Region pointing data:
---+---

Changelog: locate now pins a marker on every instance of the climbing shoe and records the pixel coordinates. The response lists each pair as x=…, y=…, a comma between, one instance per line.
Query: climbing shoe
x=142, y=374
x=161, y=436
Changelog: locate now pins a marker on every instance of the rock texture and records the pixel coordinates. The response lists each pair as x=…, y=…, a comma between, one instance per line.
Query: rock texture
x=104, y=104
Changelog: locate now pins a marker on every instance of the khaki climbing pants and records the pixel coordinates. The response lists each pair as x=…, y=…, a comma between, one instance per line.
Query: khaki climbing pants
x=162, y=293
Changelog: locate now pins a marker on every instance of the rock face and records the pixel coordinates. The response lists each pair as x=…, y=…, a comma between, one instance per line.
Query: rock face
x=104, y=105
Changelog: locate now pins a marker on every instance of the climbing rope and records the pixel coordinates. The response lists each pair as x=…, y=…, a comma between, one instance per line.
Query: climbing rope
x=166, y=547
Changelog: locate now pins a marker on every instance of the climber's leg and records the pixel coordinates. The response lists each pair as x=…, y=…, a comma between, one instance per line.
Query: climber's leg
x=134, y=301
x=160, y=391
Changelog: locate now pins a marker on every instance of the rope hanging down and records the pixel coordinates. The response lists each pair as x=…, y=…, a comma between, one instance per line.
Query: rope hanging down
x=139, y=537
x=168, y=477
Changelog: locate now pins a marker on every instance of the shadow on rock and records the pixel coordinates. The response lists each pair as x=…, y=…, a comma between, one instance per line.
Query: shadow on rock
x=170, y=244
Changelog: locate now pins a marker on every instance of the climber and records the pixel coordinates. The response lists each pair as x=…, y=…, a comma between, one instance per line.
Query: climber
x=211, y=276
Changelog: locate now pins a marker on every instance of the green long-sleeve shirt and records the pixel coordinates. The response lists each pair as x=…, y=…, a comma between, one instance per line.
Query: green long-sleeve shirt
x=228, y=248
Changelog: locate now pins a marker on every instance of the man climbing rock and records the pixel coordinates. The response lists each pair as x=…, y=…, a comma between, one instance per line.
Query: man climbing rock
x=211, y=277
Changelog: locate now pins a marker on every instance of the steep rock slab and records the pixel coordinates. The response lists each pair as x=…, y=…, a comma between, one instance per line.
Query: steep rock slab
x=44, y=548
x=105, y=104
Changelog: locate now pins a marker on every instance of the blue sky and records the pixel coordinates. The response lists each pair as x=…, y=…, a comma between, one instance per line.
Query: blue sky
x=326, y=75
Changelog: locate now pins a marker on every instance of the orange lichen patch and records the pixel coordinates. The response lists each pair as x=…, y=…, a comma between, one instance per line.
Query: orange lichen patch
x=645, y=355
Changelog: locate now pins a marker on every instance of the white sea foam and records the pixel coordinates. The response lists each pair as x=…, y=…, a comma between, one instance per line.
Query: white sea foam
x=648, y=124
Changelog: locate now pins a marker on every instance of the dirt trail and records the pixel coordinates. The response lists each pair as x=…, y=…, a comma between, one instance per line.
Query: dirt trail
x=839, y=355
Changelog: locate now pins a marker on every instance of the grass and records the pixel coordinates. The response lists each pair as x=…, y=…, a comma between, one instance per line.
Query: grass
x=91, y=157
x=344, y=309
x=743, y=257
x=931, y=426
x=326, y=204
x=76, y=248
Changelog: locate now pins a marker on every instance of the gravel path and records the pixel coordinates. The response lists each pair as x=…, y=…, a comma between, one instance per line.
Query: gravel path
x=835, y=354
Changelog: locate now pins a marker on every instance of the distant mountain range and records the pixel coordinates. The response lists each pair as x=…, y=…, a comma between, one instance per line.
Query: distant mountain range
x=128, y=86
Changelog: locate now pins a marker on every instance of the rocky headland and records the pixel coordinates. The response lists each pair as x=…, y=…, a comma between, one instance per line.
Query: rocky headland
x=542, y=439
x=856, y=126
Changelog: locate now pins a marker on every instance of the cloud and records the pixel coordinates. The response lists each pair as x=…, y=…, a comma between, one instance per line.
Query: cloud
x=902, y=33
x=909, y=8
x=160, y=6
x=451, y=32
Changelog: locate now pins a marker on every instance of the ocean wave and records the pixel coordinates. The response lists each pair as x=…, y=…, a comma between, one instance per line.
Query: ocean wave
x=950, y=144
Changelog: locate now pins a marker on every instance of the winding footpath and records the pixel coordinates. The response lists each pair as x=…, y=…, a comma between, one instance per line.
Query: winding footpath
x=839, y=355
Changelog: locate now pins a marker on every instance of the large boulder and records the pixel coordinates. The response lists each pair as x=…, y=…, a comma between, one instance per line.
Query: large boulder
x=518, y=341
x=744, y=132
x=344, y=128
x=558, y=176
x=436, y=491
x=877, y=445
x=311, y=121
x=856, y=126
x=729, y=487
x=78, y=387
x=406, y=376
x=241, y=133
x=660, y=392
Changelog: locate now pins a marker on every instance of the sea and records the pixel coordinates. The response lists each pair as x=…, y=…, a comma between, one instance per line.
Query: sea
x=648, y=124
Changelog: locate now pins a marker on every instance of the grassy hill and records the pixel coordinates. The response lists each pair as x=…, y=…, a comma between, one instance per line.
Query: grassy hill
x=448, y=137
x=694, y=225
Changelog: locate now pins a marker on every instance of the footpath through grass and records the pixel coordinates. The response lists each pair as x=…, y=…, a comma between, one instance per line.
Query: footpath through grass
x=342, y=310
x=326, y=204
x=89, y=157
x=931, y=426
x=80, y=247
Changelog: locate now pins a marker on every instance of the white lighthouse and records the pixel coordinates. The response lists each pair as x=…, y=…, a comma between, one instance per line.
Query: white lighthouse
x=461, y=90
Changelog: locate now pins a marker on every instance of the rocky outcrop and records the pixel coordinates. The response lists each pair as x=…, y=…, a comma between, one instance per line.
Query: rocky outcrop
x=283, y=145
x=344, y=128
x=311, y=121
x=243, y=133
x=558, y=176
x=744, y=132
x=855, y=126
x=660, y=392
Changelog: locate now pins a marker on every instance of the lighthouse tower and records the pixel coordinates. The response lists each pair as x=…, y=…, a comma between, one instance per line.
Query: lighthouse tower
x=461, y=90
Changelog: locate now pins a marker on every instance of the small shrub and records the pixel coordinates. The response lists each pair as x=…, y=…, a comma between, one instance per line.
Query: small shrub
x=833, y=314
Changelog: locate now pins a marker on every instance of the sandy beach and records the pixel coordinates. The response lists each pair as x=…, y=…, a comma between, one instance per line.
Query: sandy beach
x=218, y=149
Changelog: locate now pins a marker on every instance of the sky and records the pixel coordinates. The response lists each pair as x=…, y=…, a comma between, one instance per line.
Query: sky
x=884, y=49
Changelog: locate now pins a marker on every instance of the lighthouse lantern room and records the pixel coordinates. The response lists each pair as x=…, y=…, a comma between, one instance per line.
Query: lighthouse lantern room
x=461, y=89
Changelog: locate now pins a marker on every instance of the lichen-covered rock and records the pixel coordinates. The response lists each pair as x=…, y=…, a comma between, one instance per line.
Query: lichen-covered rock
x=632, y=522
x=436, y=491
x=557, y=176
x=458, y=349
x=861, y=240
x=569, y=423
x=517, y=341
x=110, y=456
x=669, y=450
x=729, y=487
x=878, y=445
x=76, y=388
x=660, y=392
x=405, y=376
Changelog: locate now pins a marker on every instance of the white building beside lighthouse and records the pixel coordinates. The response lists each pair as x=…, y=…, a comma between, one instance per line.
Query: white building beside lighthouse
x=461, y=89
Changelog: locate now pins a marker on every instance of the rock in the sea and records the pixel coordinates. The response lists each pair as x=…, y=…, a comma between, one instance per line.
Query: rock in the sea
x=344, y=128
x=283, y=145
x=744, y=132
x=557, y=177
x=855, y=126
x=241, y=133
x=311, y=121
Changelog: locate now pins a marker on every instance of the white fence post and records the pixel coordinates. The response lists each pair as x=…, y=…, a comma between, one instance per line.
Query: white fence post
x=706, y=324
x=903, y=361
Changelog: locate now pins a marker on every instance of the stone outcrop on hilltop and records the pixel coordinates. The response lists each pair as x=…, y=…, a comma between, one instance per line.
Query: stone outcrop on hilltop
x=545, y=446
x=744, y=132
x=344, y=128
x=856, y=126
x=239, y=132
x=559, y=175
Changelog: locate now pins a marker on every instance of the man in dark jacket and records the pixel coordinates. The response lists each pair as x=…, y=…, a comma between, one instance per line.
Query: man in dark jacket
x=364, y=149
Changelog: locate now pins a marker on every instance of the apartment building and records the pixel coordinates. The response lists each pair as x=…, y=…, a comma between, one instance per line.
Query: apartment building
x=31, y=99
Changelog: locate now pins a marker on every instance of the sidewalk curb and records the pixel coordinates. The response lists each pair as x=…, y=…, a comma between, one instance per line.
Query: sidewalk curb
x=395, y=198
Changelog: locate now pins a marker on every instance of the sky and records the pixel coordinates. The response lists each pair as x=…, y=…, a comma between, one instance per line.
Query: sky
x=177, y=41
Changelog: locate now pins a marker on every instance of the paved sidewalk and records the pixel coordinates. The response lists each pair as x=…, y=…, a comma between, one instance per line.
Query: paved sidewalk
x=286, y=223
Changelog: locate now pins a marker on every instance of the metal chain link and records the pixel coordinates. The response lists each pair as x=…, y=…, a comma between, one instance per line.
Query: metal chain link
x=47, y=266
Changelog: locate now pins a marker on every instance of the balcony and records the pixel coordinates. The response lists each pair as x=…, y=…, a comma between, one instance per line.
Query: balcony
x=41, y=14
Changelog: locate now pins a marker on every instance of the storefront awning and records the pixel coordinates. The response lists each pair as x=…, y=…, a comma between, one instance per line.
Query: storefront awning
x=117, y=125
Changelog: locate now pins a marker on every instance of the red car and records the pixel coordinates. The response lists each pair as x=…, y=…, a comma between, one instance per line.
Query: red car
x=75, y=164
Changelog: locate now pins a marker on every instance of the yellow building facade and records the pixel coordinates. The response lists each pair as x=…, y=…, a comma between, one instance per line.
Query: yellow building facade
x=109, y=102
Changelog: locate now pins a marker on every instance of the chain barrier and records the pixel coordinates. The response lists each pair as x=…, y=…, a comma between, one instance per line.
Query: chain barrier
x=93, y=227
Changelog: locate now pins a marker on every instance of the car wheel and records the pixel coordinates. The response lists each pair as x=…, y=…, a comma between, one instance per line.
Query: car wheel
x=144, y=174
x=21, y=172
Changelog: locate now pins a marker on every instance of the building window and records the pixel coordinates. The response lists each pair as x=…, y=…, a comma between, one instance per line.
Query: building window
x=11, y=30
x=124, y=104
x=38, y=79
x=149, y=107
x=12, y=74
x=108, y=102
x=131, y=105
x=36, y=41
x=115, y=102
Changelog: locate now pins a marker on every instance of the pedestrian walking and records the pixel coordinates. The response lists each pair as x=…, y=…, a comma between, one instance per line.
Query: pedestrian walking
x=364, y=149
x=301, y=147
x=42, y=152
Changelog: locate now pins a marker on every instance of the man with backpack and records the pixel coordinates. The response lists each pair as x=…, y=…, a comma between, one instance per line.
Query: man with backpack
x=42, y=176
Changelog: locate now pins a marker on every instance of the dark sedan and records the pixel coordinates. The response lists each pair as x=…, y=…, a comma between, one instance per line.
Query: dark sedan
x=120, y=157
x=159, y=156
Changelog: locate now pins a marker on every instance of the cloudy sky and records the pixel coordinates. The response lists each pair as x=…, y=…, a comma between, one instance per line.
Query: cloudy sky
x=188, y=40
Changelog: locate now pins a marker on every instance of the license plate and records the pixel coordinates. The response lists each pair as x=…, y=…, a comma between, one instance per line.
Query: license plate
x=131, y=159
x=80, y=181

---+---

PROBLEM:
Look above and repeat, character for character, the lines from the first one to the line with "the rock texture", counting both.

SOLUTION FOR THIS PROBLEM:
Changelog: locate now pins a marker on every instance of the climbing shoe and records the pixel coordinates. The response lists each pair as x=…, y=…, a comma between, one instance per line.
Query: climbing shoe
x=142, y=374
x=161, y=436
Changelog: locate now pins a marker on every instance of the rock texture and records the pixel coordinates. The response lists each pair as x=…, y=…, a comma between, one instance per line.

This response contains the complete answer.